→ **Task to carry out**: Please find every line in the listing below that contains the string "mask" and copy each of those lines. Case counts.

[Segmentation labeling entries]
◆ ◆ ◆ ◆
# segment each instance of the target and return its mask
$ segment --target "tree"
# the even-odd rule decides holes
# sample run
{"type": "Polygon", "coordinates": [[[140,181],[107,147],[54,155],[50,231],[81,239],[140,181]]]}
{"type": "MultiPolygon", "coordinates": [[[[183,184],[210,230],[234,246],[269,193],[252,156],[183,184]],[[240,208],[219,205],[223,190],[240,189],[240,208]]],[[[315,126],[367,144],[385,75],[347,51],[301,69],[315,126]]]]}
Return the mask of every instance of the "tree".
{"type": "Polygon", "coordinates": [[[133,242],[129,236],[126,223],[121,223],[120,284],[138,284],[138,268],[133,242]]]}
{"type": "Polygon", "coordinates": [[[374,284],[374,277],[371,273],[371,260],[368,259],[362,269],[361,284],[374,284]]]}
◆ ◆ ◆ ◆
→ **Exercise output**:
# segment each instance of the target and return its mask
Return the mask of every instance of the "tree".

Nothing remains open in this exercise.